# Consigne A
Dressez la liste de toutes les personnes désignées par leur nom dans l'article ci-dessous, consacré à la situation économique de l'Égypte.

(La Presse Canadienne 08/01/2013)
Déficit budgétaire en hausse, réserves de change en baisse,
monnaie sous pression: le gouvernement égyptien, remanié pour mieux affronter la
crise économique, fait face à une accumulation de défis dans un contexte
politique et social difficile, soulignent des analystes.
Le pays a
repris lundi ses discussions avec le Fonds monétaire international (FMI) en vue
de l'obtention d'un prêt de 4,8 milliards de dollars, considérée par beaucoup
comme une condition indispensable pour un redressement, mais pas sans dangers
sur le plan social.
Après avoir rencontré le président égyptien Mohamed
Morsi, son Premier ministre Hicham Qandil, et le nouveau ministre des Finances,
El-Morsi El-Sayed Hegazy, un haut responsable du FMI, Ahmed Masood, a annoncé
qu'une «équipe technique» du Fonds reviendrait au Caire «dans les semaines à
venir» pour poursuivre les négociations.
Le président Morsi a lui-même
fixé un lourd cahier des charges à la dizaine de nouveaux ministres en majorité
titulaires de portefeuilles économiques, qui ont fait leur entrée dimanche dans
le gouvernement de M. Qandil.

# Listing brut
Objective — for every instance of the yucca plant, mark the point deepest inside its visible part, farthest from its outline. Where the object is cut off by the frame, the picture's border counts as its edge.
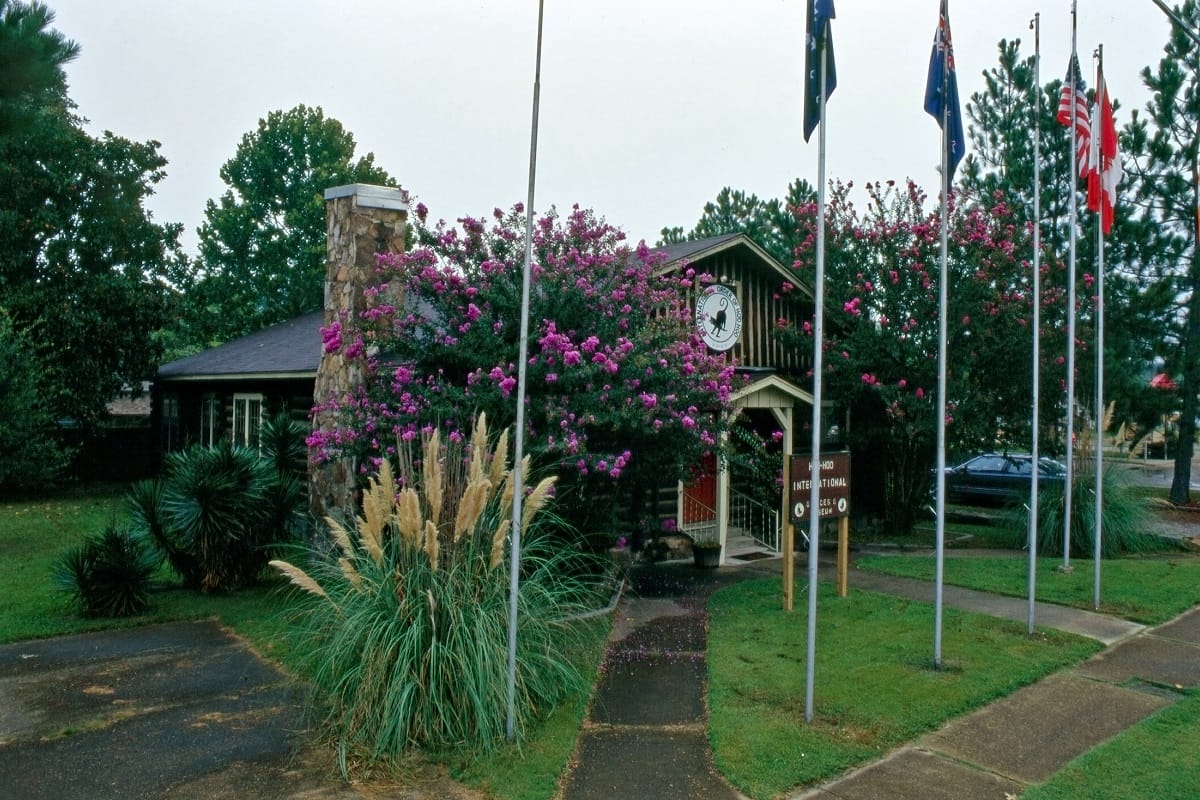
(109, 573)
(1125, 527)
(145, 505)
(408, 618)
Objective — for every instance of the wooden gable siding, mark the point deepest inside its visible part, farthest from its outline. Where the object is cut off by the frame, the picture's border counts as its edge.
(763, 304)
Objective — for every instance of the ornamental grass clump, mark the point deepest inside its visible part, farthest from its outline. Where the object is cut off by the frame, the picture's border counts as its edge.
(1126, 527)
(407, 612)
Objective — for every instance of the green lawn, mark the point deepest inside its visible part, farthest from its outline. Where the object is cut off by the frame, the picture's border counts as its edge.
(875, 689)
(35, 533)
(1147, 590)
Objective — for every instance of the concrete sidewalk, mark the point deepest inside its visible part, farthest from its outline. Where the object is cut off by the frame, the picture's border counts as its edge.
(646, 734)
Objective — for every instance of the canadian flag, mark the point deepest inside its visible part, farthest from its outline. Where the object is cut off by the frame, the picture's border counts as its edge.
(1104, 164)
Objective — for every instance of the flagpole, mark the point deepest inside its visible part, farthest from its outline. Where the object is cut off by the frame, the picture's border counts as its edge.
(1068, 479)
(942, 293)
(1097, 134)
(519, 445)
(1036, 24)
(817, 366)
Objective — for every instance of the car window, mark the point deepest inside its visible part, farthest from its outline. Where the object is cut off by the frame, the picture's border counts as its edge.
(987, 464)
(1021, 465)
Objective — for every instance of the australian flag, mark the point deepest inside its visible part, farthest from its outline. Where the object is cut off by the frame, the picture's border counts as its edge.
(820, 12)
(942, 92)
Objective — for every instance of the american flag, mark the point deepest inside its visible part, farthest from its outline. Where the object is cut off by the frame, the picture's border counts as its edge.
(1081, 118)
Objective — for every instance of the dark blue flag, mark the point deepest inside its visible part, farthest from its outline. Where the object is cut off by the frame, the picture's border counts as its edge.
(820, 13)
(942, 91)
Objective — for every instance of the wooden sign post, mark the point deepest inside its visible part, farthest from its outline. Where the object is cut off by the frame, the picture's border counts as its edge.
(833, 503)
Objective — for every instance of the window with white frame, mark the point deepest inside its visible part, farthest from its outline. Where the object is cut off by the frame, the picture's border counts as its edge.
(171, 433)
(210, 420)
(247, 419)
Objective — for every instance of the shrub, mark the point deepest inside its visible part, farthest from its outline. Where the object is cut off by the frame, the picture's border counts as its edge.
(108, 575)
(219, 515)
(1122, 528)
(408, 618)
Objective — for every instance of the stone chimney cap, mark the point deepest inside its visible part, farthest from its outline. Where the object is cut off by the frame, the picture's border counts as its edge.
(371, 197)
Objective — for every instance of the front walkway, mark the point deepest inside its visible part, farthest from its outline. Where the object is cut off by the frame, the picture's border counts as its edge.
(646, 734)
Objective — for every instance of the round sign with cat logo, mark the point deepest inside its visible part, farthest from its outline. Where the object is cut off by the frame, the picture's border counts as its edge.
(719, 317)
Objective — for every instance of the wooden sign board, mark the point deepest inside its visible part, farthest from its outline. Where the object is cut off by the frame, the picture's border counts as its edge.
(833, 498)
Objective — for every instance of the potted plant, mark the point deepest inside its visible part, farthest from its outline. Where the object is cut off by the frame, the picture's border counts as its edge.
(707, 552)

# Consigne B
Reproduisez à l'identique le passage du listing qui va de la ligne contenant « Objective — for every instance of the shrub, mark » jusqu'à la fin du listing, ces deux limites comprises.

# Réponse A
Mohamed Morsi
Hicham Qandil
El-Morsi El-Sayed Hegazy
Ahmed Masood

# Réponse B
Objective — for every instance of the shrub, mark the point deepest inside its visible part, farthest from its outline. Where the object is cut off by the frame, the picture's border counts as its edge.
(108, 575)
(219, 515)
(1122, 528)
(408, 618)
Objective — for every instance of the stone chimney cap, mark the point deepest inside its visible part, farthest from its outline. Where the object is cut off by the frame, the picture's border counts as its edge.
(371, 197)
Objective — for every instance of the front walkway, mark the point deepest inside its visible part, farthest from its outline. Where the object is cut off by the frame, the picture's border counts as its edge.
(646, 734)
Objective — for every instance of the round sign with cat logo, mark the point deepest inside its visible part, farthest from its outline. Where the object is cut off by the frame, the picture's border counts as its edge.
(719, 317)
Objective — for every instance of the wooden sign board, mark the point deepest inside its visible part, farthest from its outline. Where the object is cut off by the frame, the picture's border counts as its edge.
(833, 498)
Objective — for every instance of the potted plant, mark the point deepest inside its visible part, farthest from its outline. Where the object is cut off by the frame, the picture's border counts as its edge.
(707, 552)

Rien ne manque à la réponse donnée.